_DESCRIPTION OF THE TASK_
Quote the data below word for word, omitting any picture.
--- START RECORDS FOR THE TASK ---
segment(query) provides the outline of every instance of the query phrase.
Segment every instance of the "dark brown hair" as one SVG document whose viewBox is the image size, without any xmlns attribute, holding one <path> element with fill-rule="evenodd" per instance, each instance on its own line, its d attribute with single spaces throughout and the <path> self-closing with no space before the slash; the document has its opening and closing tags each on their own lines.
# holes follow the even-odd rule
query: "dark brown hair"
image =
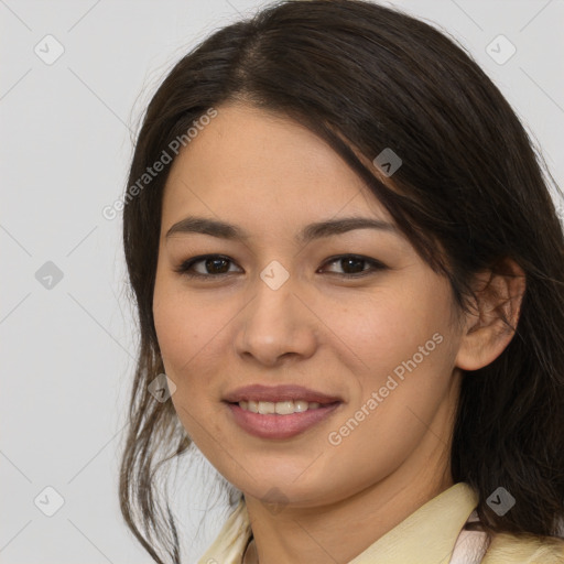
--- END RECORDS FOR THE TASK ---
_ANSWER TO THE PROBLEM_
segment(query) provides the outline of every instance of the query phrase.
Segment every instance of the "dark brown hair" as one SVG document whose viewBox is the image size, without any xmlns attribute, holding one <path> element with fill-rule="evenodd" per instance, each instance on its own line, its d attribute with single spaces throughout and the <path> self-closing with no space before the slash; the document has its opening and closing tags each on their own lines.
# holes follow the even-odd rule
query: "dark brown hair"
image =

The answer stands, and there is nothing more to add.